- RECORDS FOR THIS EXERCISE:
:::::

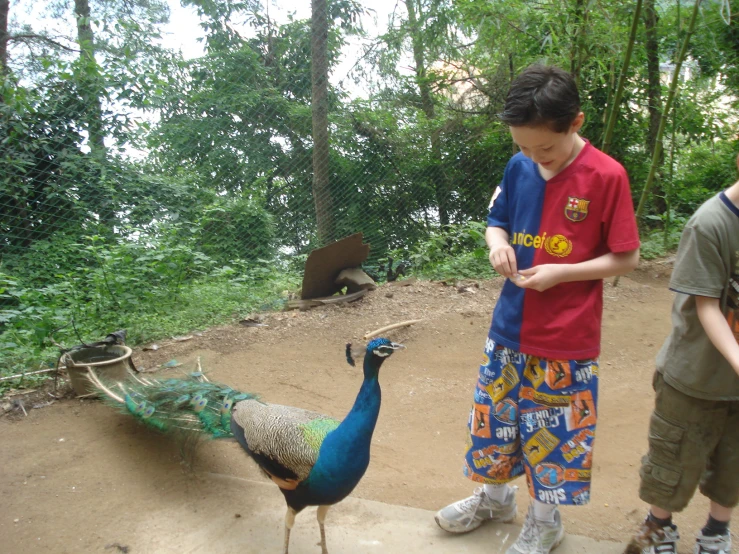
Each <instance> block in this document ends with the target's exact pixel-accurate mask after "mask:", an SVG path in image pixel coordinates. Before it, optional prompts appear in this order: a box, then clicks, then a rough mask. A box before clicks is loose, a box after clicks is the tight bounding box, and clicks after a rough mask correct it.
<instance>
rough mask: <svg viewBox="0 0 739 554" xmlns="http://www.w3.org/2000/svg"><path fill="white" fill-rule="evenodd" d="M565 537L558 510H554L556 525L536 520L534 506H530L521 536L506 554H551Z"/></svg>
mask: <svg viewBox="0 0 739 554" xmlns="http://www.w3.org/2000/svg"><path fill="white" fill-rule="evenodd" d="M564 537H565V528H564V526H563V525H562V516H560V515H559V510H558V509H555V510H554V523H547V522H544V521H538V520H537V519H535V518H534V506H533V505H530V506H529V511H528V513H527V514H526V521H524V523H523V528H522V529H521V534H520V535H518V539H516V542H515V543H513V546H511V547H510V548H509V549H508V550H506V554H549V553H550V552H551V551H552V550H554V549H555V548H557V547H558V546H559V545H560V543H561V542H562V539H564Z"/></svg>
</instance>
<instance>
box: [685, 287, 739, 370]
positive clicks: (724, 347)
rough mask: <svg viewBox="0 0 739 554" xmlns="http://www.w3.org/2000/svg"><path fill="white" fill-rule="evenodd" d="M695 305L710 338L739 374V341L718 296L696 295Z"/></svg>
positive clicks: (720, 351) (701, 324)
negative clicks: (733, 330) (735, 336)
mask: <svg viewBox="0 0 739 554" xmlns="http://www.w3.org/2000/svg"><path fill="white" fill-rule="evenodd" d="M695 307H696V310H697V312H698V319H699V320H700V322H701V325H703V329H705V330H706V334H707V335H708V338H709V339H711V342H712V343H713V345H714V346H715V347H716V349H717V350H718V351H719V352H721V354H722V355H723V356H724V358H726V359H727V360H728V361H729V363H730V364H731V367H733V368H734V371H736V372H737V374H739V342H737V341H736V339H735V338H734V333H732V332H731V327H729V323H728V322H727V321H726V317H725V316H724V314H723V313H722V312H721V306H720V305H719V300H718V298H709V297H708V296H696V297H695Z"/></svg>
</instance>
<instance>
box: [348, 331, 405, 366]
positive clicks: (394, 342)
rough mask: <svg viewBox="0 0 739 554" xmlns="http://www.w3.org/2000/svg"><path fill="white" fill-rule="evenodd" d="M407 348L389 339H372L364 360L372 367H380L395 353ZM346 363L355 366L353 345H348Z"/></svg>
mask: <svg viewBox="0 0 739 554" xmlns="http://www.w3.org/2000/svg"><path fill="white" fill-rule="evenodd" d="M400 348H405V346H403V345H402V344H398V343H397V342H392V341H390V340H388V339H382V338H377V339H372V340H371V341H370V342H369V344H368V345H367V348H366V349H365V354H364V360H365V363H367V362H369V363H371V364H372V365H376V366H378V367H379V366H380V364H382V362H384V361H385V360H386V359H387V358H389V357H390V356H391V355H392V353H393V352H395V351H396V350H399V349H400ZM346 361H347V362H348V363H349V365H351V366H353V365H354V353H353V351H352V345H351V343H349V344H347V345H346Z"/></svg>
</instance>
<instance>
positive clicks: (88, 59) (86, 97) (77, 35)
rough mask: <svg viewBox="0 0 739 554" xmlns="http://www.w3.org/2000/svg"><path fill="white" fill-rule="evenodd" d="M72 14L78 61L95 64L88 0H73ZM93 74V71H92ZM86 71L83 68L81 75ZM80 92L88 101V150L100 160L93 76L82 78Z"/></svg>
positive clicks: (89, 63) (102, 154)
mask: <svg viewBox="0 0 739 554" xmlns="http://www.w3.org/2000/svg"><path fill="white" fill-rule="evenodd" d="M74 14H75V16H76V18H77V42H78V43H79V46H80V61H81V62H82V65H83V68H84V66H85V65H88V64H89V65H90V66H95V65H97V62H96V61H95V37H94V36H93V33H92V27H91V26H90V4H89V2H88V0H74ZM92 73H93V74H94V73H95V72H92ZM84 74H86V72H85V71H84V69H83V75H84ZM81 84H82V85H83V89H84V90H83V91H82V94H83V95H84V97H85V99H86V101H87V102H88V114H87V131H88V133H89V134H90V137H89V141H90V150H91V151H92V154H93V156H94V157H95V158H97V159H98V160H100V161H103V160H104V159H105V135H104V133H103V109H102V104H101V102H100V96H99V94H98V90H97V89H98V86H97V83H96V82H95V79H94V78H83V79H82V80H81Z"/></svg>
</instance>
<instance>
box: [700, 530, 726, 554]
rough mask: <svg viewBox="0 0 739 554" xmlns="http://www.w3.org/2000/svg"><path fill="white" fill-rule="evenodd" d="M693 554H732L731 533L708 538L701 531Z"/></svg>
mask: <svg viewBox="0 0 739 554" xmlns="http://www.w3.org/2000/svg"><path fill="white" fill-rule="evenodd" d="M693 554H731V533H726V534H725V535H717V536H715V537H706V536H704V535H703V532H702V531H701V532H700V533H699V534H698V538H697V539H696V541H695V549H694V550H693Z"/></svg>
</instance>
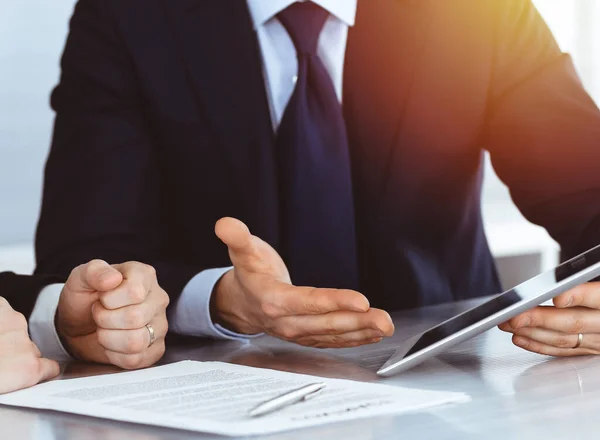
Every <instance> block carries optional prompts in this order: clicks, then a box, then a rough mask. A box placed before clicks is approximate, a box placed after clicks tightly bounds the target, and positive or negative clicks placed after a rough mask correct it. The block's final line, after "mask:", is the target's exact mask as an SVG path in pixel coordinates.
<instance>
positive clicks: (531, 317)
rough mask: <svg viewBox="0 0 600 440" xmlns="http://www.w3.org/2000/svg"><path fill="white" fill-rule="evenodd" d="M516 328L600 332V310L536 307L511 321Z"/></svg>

:::::

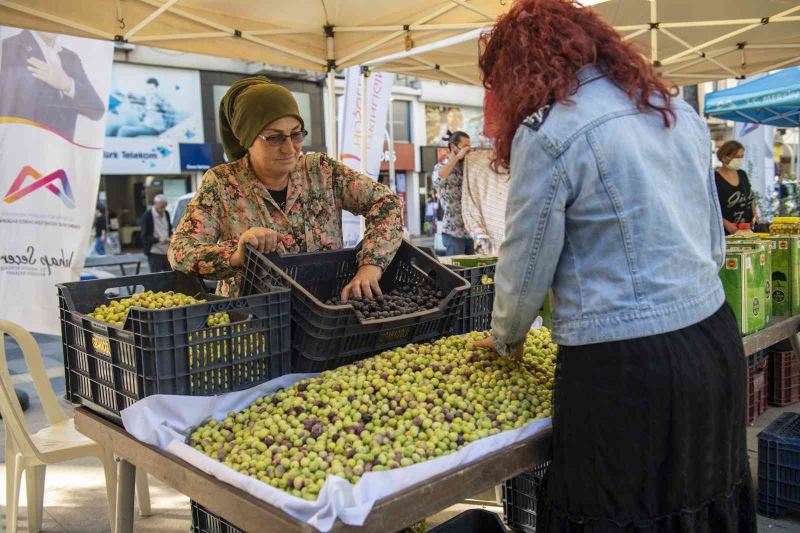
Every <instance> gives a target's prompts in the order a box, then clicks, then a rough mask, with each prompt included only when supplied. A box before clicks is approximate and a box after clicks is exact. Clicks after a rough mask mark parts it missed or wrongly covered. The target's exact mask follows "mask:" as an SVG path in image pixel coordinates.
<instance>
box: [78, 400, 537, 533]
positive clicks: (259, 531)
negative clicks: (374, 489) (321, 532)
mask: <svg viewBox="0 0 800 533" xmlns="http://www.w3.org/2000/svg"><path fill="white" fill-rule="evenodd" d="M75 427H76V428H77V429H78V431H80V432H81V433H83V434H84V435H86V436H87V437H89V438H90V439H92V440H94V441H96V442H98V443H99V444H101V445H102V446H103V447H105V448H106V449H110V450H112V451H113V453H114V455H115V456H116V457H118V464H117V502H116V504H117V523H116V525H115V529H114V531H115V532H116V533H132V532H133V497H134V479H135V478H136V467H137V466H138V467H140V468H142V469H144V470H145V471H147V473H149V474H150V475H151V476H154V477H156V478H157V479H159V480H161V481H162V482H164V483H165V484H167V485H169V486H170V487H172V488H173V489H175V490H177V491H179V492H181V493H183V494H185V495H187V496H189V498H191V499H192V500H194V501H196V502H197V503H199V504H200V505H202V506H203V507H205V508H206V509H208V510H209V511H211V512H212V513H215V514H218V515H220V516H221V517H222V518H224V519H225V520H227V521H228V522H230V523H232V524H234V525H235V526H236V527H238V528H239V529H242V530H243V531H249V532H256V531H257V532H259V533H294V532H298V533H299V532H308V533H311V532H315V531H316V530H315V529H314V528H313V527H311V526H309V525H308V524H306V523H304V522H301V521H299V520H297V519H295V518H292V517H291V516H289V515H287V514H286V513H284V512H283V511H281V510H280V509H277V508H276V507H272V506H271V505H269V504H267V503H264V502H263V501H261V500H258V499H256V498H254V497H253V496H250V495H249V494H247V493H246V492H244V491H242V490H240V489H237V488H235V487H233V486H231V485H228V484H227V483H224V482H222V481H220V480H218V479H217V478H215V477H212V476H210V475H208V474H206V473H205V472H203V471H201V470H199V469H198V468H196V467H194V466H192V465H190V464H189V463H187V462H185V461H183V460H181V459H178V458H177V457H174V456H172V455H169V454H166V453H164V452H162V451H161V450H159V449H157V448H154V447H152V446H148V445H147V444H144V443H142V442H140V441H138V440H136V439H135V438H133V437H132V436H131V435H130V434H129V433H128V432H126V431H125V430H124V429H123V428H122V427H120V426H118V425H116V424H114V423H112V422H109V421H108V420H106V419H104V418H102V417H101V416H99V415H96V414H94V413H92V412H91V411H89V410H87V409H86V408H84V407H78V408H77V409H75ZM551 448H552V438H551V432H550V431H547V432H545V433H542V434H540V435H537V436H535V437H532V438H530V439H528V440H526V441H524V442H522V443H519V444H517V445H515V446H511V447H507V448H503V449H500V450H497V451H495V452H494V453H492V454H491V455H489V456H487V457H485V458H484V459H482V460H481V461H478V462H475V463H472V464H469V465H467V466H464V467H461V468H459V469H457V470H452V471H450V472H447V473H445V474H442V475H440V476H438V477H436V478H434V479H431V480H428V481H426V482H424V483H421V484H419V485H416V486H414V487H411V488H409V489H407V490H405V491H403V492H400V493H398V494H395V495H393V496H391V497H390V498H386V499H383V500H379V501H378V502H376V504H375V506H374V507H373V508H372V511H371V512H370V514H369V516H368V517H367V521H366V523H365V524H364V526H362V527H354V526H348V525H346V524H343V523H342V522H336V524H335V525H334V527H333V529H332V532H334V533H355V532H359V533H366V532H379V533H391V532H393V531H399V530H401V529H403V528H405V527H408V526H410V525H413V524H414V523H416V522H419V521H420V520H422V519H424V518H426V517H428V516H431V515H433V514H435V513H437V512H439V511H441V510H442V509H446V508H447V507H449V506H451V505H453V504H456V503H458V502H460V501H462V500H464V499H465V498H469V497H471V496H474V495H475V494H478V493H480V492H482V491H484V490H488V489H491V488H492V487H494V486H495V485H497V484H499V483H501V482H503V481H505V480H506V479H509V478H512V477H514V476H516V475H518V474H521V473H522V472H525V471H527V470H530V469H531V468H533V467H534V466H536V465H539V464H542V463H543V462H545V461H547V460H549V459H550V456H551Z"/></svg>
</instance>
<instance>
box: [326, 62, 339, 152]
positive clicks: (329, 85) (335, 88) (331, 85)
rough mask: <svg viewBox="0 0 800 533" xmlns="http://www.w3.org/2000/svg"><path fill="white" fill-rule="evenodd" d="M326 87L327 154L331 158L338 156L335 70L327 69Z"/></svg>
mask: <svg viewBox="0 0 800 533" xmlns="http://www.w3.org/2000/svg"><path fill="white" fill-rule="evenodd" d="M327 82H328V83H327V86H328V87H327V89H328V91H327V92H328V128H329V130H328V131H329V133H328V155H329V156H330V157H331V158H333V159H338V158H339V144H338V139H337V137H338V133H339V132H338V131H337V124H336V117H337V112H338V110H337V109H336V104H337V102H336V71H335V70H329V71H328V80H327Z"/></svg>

:::::

- DIRECTIONS:
One stretch of the lines above is wanted, from the line that contains "box: [685, 287, 739, 370]" through the line that contains "positive clicks: (394, 342)". Output it exactly.

- REPLY TO THE EXERCISE:
box: [685, 287, 739, 370]
positive clicks: (724, 347)
rough mask: <svg viewBox="0 0 739 554" xmlns="http://www.w3.org/2000/svg"><path fill="white" fill-rule="evenodd" d="M695 305L710 338L739 374V341L718 296L696 295Z"/></svg>
positive clicks: (720, 351) (701, 324)
negative clicks: (733, 330) (735, 336)
mask: <svg viewBox="0 0 739 554" xmlns="http://www.w3.org/2000/svg"><path fill="white" fill-rule="evenodd" d="M695 307H696V310H697V312H698V319H699V320H700V322H701V325H703V329H705V330H706V334H707V335H708V338H709V339H711V342H712V343H713V345H714V346H715V347H716V349H717V350H718V351H719V352H721V354H722V355H723V356H724V358H726V359H727V360H728V361H729V363H730V364H731V367H733V368H734V371H736V372H737V374H739V342H737V341H736V339H735V338H734V333H732V332H731V327H729V323H728V322H727V321H726V317H725V316H724V314H723V313H722V312H721V306H720V305H719V300H718V298H709V297H708V296H696V297H695Z"/></svg>
</instance>
<instance>
box: [348, 331, 405, 366]
positive clicks: (394, 342)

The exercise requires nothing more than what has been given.